─── Data for analysis

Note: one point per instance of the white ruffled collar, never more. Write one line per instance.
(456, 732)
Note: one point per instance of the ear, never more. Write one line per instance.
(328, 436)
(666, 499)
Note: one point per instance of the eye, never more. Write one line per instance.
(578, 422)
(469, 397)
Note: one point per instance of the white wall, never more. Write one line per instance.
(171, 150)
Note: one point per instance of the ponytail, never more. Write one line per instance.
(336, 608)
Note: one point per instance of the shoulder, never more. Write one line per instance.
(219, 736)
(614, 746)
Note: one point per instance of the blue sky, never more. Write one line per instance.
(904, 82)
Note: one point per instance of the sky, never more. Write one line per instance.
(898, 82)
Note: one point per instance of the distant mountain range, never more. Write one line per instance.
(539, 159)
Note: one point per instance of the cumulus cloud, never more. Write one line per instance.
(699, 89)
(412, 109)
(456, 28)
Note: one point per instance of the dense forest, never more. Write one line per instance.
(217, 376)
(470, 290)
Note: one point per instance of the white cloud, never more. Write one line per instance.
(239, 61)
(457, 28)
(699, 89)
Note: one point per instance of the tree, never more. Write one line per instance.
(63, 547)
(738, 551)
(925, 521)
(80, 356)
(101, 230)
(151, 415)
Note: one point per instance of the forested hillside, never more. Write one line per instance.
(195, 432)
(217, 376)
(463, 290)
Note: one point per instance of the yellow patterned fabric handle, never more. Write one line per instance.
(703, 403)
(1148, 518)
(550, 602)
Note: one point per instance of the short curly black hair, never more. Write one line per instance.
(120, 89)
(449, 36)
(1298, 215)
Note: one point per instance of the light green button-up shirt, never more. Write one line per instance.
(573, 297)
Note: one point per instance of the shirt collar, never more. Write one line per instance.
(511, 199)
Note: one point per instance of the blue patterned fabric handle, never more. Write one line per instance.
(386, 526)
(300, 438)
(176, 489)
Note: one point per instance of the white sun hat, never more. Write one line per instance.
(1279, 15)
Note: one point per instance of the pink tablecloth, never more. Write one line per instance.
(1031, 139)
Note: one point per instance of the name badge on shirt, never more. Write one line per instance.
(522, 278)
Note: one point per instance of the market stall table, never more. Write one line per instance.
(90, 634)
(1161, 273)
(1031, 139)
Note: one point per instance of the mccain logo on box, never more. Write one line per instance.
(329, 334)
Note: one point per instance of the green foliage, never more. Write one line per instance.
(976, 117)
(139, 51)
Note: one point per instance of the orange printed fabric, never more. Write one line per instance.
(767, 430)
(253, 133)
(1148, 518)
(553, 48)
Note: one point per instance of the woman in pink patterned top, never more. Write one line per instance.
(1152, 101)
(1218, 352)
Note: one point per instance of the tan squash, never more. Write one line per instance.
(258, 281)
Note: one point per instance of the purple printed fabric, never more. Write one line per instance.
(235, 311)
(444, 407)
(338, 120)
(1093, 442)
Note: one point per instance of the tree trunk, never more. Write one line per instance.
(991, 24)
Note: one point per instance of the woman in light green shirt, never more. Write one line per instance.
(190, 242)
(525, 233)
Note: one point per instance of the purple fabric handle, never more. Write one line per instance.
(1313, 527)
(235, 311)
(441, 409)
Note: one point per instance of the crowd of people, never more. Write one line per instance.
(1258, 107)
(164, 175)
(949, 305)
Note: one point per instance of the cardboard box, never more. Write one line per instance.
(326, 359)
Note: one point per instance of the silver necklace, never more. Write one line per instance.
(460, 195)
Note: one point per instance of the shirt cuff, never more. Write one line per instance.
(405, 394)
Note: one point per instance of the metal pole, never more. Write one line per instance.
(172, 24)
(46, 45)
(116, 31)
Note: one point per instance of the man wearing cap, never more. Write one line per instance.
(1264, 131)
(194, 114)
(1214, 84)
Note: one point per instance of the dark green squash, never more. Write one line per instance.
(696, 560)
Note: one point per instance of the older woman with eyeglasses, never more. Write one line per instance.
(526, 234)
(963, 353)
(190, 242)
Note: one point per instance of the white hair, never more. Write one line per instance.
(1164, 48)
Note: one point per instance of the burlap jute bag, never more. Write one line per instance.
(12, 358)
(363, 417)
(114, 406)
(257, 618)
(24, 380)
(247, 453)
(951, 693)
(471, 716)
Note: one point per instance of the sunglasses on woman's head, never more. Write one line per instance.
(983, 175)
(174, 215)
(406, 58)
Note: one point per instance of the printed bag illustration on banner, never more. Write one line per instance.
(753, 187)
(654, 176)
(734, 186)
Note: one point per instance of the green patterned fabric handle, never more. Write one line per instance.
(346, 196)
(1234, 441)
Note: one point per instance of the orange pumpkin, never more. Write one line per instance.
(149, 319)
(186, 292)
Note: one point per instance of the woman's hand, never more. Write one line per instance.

──────

Work request: Exactly what appears above must be set down again in full.

Reply:
Note: one point per instance of the white ruffled collar, never more. Write one line per instance.
(456, 732)
Note: one point per instance of the ear, never more. Write one line per instance.
(328, 436)
(666, 499)
Note: one point per instance of the eye, never more. Write one line per instance.
(578, 422)
(469, 397)
Note: one point per instance of the white wall, never more. Write one line per instance.
(171, 150)
Note: one point per instance of the ponytail, never more. Write one line per instance.
(336, 608)
Note: one point per instance of the shoulder, never more. Write one line per instance.
(219, 736)
(614, 746)
Note: one point per instance of the blue sky, never more. Write one line per instance.
(904, 82)
Note: one point per instance of the sky, never more. Write one line per instance.
(898, 82)
Note: one point per instance of the distant mountain range, never more. Write one line per instance.
(539, 159)
Note: one point per instance of the cumulus cloud, never more. Write one line per instance.
(699, 89)
(412, 109)
(456, 28)
Note: one point per instance of the dense forest, never more. Write one line per instance.
(217, 376)
(470, 290)
Note: one point per instance of the white cloud, never more. Write one line per instance.
(239, 61)
(457, 28)
(699, 89)
Note: one point per instance of the tree, never more. Write one line per instance.
(63, 547)
(738, 551)
(925, 521)
(80, 356)
(101, 230)
(151, 415)
Note: one point per instance of the forested hillside, never more. Write one line per instance.
(195, 432)
(217, 376)
(463, 290)
Note: one point per instance of the yellow patterned fabric handle, never more. Write one line per instance.
(703, 403)
(1148, 518)
(550, 602)
Note: one point per instance of the short curly black hair, never more. Write one line per instance.
(120, 89)
(449, 36)
(1298, 215)
Note: one point per instance of the light green button-up shirt, never more. Write one line per instance.
(573, 297)
Note: one point per instance of the shirt collar, never more. Write one line per instance.
(511, 199)
Note: one point per instance of the blue patterned fabric handle, never more. Write one line per instance.
(386, 526)
(300, 438)
(176, 489)
Note: one point per instance of the white sun hat, never more. Write one line per instance.
(1279, 15)
Note: one point per instance of the pink tablecloth, never more. Write one line per instance.
(1031, 139)
Note: one point per instance of the name badge on shirt, never more. Write one line per instance.
(522, 278)
Note: one point per instance of the market stall table, never more. Write one line per instance.
(90, 634)
(1161, 273)
(1031, 139)
Note: one point per instance of the mccain logo on box, never more. Write one line per instance.
(329, 334)
Note: one point per instance of the green foliage, never more. Write one line per instance.
(976, 117)
(139, 51)
Note: one point per instance of the orange printed fabric, never more. Write one line per instance.
(767, 430)
(253, 133)
(1148, 518)
(553, 48)
Note: one point per instance of the woman in pink patterned top, never more. Write one line per instance.
(1152, 101)
(1218, 352)
Note: one point per instance of the tan squash, never more. Write one line per instance.
(258, 281)
Note: one point per instance of the purple printed fabric, never more. Write one line per instance.
(235, 311)
(444, 407)
(338, 120)
(1093, 442)
Note: one point per instance of the tree trunk, never more. Write one line per instance.
(991, 24)
Note: one point per instance of the woman in light green shirt, never more. Write one line per instance.
(190, 242)
(525, 233)
Note: one point per instance of the purple fabric handle, never more. Write one line per instance.
(1313, 527)
(235, 311)
(441, 409)
Note: one point per instance of the crowd of people, never more. Write one line per instance.
(1258, 107)
(164, 175)
(949, 305)
Note: one point per instance of the cardboard box, never more. Write one line per instance.
(326, 359)
Note: one point per instance of the silver necklace, never more. Write one line per instance.
(460, 195)
Note: one point per instance of the shirt cuff, never more. Write one line per instance.
(405, 394)
Note: one point per instance of the metal pole, never more. Write one line per instance.
(172, 24)
(46, 45)
(116, 31)
Note: one point per instance of the man wearing cap, never more. Write one line per instance.
(1264, 131)
(194, 114)
(1214, 84)
Note: one point per instance of the dark green squash, never more. Write one line per instance.
(696, 560)
Note: one point per instance of the older woman with eyeglasses, never more. Write one line per instance.
(526, 234)
(963, 353)
(190, 242)
Note: one point per instance of the white hair, never more. Write one line per instance.
(1164, 48)
Note: one point per instance of the burlap jute bag, never more. Write one line per instance.
(12, 358)
(363, 417)
(114, 406)
(257, 618)
(24, 380)
(247, 453)
(951, 693)
(471, 716)
Note: one point per instance of the sunglasses on woman's head, never more. Write one line per instance.
(983, 175)
(174, 215)
(406, 58)
Note: one point per instance of the printed bag illustration on banner, never more. Write one line per instance.
(753, 187)
(654, 176)
(734, 186)
Note: one point per instance of the green patterned fabric handle, never more. Write one line per instance.
(346, 196)
(1234, 441)
Note: one point per instance of the orange pumpkin, never more. Write one line per instance.
(149, 319)
(186, 292)
Note: one point per instance of the woman's hand, never more. Write one line per instance.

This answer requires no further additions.